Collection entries
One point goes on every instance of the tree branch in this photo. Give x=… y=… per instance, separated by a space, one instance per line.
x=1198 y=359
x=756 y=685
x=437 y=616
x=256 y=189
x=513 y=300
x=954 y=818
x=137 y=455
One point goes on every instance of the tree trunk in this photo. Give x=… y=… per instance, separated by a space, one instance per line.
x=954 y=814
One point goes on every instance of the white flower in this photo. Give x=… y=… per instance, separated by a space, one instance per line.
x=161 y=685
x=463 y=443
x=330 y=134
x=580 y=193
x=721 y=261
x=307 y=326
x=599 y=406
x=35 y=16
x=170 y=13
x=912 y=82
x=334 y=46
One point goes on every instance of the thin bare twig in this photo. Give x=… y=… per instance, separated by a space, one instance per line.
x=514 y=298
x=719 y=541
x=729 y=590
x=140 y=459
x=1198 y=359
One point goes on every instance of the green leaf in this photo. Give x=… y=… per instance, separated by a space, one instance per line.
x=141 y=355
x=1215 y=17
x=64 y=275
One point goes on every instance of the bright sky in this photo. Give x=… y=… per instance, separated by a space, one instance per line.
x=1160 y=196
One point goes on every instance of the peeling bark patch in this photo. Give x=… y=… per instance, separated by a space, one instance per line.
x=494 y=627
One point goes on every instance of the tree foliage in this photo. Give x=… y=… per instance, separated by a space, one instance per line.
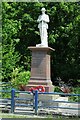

■ **Prompt**:
For each record above, write out every line exactly and skip the pictures.

■ **Task response**:
One point goes on every instance of the tree branch in this photo. Give x=… y=… per instance, separated by a space, one instance per line.
x=1198 y=359
x=756 y=685
x=437 y=616
x=256 y=189
x=513 y=300
x=954 y=818
x=137 y=455
One point goes on every instance of the tree trunk in this photo. Give x=… y=… per instance, separated by a space, one instance per line.
x=954 y=814
One point goes on every instance of the white flower in this photo. Give x=… y=… per instance, separated by a space, one instance per line.
x=161 y=685
x=463 y=443
x=330 y=134
x=580 y=193
x=721 y=261
x=307 y=326
x=599 y=406
x=35 y=16
x=170 y=13
x=912 y=82
x=334 y=46
One point goes on every instance of the thin bare twig in this photo. Give x=… y=… per instance, separated by a space, one instance per line.
x=514 y=298
x=719 y=541
x=729 y=590
x=140 y=459
x=1198 y=359
One point goes on every instance of the green leaf in this photo. Give x=… y=… per instance, separated by a space, one instance per line.
x=141 y=355
x=1215 y=17
x=64 y=275
One point goes on every instance of the bright sky in this photo. Give x=… y=… per instance, separated by a space, one instance per line.
x=1160 y=196
One point goes on every instance of the peeling bark patch in this photo. Give x=… y=… per instance, separated by a space, one instance per line.
x=494 y=627
One point goes on every instance of the tree foliage in this photo. Give x=… y=… per instance, separated by a space, one instance per line.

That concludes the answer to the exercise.